**Working data**
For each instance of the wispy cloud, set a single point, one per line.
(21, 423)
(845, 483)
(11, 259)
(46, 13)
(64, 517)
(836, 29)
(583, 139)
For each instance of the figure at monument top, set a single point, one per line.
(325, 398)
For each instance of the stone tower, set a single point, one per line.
--
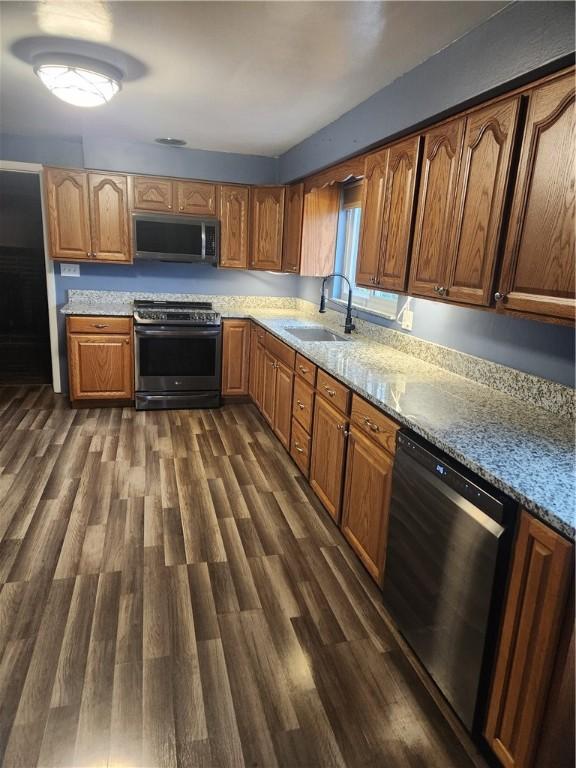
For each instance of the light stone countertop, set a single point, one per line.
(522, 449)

**What you have to do**
Count the lines of the data above that contain the string "stone", matching case exactly, and give only the number.

**Full response**
2